**Stated goal**
Display each line of the rows below that contains the word "woman".

(Saved data entries)
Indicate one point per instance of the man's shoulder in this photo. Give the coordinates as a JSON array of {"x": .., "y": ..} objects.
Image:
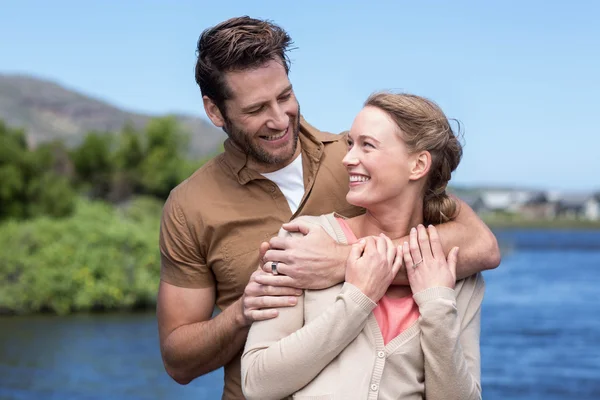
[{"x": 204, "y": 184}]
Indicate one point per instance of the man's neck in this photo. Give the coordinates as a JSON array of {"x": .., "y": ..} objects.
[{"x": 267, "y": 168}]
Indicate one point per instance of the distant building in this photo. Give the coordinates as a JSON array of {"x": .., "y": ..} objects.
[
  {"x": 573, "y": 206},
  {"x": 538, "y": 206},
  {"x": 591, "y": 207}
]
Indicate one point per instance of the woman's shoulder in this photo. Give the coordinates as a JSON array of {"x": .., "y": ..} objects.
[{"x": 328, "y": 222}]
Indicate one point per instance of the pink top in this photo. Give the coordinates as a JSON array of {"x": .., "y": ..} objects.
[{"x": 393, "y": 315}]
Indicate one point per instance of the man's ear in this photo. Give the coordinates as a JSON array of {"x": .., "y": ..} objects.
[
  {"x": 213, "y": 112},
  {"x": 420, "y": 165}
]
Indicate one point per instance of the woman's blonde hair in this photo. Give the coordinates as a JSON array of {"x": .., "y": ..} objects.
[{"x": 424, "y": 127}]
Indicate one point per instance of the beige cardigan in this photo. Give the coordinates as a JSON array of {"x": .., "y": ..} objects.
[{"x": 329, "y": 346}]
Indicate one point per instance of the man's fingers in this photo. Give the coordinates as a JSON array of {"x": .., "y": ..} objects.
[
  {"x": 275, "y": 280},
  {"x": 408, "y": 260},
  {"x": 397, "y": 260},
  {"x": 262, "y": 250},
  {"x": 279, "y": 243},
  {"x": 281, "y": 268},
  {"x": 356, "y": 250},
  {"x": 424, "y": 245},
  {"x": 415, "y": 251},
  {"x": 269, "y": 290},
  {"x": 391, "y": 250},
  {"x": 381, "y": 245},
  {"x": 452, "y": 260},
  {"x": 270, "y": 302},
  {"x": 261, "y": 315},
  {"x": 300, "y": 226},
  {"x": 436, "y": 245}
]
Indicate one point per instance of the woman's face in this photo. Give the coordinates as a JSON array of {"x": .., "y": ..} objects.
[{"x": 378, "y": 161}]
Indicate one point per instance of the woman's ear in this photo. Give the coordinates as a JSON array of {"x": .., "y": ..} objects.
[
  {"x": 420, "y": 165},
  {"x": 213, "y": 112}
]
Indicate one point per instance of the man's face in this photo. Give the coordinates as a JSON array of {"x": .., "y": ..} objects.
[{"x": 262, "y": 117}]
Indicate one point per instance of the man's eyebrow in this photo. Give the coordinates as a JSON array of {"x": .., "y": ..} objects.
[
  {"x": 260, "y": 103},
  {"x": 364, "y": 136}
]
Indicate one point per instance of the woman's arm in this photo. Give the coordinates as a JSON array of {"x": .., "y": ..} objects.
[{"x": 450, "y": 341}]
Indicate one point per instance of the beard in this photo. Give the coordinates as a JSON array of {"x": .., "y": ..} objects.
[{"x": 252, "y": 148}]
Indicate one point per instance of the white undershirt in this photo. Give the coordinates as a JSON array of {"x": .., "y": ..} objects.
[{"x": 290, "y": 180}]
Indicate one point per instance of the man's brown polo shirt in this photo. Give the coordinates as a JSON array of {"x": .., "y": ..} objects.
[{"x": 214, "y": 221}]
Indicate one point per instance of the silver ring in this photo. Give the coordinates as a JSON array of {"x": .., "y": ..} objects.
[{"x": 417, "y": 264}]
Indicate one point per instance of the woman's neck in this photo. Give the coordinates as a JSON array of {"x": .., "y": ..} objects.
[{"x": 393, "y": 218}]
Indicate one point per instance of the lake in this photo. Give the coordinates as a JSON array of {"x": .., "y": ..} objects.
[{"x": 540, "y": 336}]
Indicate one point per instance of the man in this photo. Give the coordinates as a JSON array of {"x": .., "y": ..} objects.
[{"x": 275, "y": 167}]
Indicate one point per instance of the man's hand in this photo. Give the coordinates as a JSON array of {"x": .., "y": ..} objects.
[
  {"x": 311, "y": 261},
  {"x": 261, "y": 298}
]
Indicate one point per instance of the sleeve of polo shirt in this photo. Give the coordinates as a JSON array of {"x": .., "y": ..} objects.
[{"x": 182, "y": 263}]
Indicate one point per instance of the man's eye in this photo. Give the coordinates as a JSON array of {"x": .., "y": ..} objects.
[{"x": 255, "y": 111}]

* * *

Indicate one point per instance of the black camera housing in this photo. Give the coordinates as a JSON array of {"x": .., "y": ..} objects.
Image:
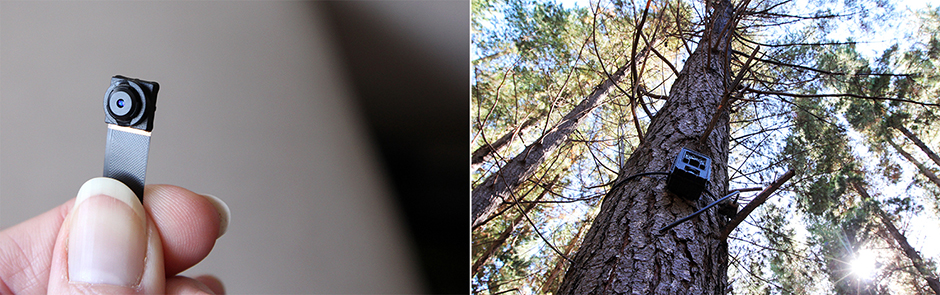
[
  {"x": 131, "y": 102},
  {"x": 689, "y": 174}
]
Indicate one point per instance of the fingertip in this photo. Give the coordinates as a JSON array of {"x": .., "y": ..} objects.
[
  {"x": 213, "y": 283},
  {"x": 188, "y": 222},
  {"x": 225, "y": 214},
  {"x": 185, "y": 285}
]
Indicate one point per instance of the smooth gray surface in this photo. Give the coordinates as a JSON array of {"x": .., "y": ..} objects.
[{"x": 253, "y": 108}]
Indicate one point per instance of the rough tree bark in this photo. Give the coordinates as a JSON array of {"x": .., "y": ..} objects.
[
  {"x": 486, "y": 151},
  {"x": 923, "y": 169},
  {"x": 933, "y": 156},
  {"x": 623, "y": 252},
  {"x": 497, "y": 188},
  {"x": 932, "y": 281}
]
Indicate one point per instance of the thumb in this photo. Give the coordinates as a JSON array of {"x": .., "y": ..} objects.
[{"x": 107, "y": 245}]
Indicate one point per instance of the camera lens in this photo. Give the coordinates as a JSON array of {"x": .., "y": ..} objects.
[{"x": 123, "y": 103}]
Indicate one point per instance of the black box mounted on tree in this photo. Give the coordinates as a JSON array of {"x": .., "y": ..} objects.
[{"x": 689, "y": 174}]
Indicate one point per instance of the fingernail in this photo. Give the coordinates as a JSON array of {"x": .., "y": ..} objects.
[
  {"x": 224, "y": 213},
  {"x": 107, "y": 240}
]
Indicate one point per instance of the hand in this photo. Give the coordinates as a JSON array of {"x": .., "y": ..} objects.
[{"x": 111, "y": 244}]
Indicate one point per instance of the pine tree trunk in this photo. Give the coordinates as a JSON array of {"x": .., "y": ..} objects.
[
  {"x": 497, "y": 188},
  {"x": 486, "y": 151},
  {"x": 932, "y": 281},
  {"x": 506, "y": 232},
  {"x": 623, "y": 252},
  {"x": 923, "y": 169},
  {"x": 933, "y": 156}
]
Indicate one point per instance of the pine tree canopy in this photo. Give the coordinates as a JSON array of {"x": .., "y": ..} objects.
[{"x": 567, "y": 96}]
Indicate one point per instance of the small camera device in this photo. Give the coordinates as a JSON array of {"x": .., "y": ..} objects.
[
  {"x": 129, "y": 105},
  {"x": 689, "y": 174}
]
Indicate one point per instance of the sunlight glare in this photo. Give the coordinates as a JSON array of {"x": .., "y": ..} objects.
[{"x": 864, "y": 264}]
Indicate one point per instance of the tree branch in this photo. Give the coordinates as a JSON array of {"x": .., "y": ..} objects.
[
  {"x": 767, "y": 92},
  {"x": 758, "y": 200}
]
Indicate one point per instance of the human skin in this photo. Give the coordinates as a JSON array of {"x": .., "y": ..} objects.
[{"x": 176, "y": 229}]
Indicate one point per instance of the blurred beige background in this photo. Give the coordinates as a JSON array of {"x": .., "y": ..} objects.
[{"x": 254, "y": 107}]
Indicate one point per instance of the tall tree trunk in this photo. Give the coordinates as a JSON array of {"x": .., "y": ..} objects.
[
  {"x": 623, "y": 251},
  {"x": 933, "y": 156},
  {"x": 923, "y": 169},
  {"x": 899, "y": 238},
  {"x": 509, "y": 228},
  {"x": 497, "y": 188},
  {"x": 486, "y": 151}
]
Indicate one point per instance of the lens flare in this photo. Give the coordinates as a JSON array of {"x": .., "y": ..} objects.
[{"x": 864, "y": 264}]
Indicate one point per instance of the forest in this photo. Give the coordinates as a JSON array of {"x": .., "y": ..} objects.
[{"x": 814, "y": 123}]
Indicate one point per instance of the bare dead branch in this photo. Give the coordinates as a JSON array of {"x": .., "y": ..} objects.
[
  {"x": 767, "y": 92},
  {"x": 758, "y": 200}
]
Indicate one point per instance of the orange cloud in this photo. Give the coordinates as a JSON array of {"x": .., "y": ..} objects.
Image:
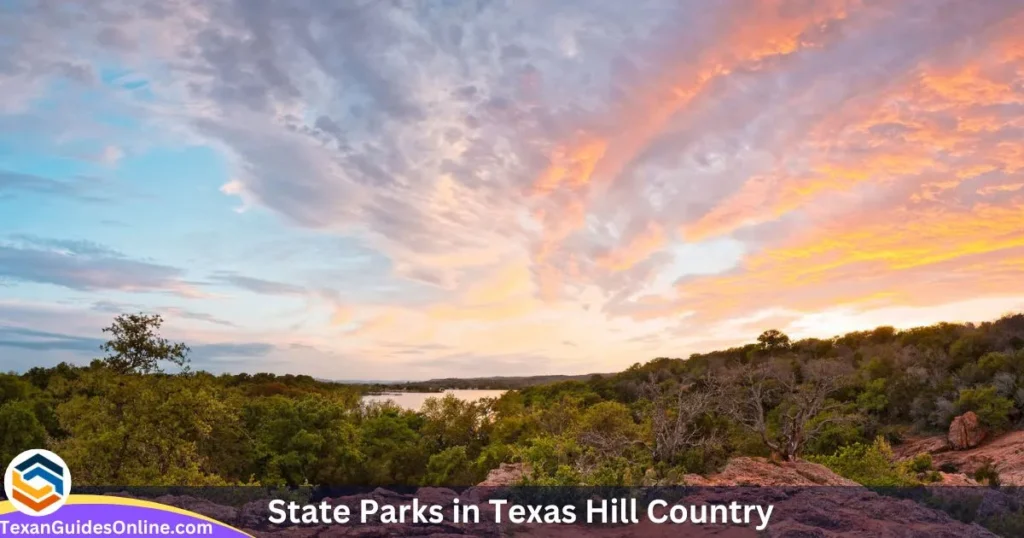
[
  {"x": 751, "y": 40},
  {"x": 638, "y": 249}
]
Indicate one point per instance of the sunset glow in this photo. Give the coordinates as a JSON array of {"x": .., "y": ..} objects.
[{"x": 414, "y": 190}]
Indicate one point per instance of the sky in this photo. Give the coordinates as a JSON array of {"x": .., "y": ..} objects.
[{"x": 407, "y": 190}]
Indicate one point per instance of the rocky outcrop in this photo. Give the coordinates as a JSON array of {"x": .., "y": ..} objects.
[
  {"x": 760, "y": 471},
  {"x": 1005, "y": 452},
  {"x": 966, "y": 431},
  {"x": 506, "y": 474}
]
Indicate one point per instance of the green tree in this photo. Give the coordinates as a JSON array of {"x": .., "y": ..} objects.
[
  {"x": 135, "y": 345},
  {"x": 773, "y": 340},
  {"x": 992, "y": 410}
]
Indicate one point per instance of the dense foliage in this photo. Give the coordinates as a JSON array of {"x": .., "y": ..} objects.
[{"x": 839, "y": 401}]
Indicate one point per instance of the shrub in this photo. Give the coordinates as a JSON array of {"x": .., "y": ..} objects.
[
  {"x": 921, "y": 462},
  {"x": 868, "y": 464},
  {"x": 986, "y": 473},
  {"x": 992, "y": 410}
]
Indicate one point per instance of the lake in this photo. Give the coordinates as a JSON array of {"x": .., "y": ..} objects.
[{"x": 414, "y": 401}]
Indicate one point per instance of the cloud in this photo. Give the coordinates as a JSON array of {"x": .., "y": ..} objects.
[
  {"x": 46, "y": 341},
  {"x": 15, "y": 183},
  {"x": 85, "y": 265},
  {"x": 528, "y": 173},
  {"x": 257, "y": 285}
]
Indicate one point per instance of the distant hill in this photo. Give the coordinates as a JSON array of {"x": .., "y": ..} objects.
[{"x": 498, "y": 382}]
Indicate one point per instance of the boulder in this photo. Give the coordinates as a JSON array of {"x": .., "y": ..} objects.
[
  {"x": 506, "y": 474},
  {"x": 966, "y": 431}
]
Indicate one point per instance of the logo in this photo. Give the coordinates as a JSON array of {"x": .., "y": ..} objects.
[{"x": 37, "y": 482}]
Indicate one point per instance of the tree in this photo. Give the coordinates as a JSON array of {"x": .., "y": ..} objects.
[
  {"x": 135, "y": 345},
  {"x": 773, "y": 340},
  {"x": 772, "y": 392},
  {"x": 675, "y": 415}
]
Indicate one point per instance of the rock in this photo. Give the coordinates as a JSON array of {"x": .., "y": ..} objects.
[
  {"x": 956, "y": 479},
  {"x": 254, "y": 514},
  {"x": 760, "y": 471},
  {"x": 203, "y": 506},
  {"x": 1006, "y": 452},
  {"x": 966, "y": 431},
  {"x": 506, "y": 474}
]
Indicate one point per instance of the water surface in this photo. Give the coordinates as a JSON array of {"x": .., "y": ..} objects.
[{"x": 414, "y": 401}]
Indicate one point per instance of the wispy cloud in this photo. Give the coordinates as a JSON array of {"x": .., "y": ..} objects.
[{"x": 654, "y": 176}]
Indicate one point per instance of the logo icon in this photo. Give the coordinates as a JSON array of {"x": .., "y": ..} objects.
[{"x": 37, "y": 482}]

**Result of this exercise**
Indicate one point per instance of the woman's shoulder in this photo. Give the coordinates as a JSON array of {"x": .., "y": ..} objects.
Indicate one point per instance of the woman's blonde hair in this photo. Give the coordinates as a JSON array of {"x": .., "y": ..} objects.
Indicate one point per instance of the woman's face in this photo. Give the coordinates as a JSON array of {"x": .., "y": ..} objects.
Indicate one point per instance of the woman's ear in this photo. Give the coordinates as a JSON array of {"x": .., "y": ..} objects.
Indicate one point per instance of the woman's arm in this photo. Give the coordinates as a JSON array of {"x": .., "y": ..} objects.
Indicate one point per instance of the woman's neck in this photo. Give the coordinates as a JSON array of {"x": .., "y": ..} objects.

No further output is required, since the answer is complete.